> **YOUR TASK**
Exactly retype the lines below from the one containing "Guideline: one marker per instance of the white" through the end of the listing. Leave pictures out.

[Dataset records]
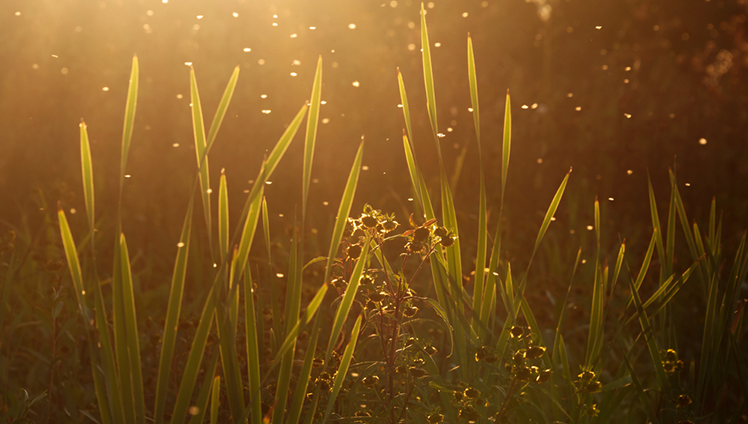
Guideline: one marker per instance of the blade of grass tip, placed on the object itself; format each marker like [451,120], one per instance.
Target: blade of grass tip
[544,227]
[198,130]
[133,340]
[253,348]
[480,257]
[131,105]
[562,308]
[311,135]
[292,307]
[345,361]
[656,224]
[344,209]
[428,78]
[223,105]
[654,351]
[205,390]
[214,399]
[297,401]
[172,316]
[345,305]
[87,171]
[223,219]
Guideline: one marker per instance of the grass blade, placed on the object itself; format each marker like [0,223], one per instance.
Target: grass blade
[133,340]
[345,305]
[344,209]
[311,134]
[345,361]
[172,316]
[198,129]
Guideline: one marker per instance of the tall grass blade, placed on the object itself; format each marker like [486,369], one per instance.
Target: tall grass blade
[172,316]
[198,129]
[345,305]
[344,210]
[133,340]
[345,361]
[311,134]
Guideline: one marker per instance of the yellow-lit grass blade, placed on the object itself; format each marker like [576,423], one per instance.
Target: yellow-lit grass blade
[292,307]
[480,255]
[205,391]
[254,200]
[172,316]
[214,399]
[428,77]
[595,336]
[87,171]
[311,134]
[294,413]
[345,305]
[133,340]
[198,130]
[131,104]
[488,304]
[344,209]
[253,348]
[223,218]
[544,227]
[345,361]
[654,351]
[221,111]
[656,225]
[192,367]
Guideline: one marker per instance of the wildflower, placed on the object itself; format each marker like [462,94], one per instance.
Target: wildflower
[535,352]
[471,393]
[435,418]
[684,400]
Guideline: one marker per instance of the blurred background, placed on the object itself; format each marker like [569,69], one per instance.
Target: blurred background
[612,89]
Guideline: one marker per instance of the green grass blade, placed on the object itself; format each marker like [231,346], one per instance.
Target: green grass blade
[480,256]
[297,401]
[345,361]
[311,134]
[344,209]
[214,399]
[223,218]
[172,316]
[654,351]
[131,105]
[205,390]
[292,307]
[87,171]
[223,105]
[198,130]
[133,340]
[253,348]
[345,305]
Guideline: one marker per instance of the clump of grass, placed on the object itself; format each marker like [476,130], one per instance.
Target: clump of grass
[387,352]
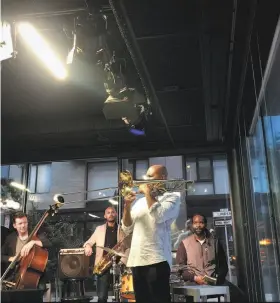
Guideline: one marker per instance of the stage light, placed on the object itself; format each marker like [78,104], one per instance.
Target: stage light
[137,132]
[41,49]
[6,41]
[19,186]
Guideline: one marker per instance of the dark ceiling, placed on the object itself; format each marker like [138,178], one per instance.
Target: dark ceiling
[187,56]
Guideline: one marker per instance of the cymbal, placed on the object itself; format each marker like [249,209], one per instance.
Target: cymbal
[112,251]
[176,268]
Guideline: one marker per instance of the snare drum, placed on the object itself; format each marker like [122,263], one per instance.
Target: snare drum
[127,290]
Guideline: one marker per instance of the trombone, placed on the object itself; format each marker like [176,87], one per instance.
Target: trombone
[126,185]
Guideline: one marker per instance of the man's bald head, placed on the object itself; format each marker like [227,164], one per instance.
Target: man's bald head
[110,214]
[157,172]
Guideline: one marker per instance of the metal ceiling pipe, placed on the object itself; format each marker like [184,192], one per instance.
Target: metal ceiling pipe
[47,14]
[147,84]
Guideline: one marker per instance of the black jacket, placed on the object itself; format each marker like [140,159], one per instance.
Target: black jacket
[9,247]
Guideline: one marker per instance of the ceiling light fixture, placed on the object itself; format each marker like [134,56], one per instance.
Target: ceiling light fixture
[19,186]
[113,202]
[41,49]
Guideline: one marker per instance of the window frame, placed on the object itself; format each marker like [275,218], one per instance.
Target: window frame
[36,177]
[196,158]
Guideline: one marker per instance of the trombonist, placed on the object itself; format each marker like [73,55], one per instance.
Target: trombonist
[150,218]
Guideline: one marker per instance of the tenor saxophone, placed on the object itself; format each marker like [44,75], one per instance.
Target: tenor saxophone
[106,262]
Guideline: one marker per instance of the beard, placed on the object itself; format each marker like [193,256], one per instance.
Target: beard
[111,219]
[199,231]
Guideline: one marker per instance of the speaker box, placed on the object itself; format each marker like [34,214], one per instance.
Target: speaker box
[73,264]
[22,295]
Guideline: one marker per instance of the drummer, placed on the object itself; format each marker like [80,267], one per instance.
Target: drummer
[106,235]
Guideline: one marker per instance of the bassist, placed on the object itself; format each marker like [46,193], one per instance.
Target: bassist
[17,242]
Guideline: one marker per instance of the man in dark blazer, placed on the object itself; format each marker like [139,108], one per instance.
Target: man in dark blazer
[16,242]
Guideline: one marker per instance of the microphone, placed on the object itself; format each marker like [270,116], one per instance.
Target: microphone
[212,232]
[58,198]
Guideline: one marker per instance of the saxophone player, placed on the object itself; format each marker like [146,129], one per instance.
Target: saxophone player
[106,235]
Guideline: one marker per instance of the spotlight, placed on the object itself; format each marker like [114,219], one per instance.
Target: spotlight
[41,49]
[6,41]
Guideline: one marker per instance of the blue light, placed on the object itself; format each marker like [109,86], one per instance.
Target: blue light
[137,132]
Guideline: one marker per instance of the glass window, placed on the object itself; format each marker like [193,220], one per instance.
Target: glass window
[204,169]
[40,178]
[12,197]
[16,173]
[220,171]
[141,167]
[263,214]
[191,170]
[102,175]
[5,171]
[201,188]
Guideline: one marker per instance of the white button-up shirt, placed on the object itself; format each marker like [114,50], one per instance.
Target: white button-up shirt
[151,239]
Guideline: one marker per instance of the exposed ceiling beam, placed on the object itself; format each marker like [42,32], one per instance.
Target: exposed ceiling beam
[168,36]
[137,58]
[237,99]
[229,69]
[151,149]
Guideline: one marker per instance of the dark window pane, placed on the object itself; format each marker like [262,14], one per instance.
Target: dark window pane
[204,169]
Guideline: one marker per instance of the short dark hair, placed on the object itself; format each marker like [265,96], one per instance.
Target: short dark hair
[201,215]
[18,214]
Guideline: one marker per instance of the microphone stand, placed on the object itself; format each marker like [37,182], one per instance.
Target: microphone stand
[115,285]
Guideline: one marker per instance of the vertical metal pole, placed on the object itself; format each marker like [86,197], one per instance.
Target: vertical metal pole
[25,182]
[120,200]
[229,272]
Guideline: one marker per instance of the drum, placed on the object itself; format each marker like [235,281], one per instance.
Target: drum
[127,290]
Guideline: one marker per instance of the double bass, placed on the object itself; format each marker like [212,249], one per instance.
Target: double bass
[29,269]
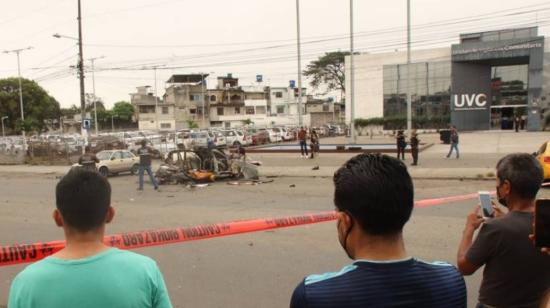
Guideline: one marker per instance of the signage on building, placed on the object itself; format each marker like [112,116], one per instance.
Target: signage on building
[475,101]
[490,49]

> **TASK RESULT**
Guideline: one marker per instance of the white button-up shirt, placed on the object itself; format each marker like [114,50], one per instance.
Target: white button-up shirt
[151,239]
Guideline: one marker per instance of the exposed ceiling beam, placed on the object itself; format each marker like [42,32], one per instance.
Target: exposed ceiling beam
[168,36]
[137,58]
[237,99]
[229,69]
[151,149]
Guideline: one marker per instance of the dark window pane, placed on the object itself; format each marker like [262,14], one per instance.
Target: dark window pane
[204,169]
Guideline: one marker per instance of the short dark hair, placed on the object itself; format each marker like [265,96], one per instance.
Target: short dark hair
[201,215]
[18,214]
Guideline: one marker per instance of the microphone stand, placed on the object itself; format each marker like [37,182], one per instance.
Target: microphone stand
[115,285]
Guideline: one marker per instance of the vertical metal pole, placed on the object itself; format each marker like [86,197], one per instance.
Target: vertical metal pole
[25,182]
[120,200]
[229,272]
Guideline: one marker per instance of the drum, placed on the object itself; format each marker like [235,281], one per instance.
Target: drum
[127,290]
Guideline: one marker per instance of the double bass, placed on the object itself; format each marker like [212,249], one per instance.
Target: double bass
[29,269]
Guideline: one marker per instance of the signage on building, placed on the object itself; format each marker like [112,116], one per instance.
Target: signage on building
[475,101]
[490,49]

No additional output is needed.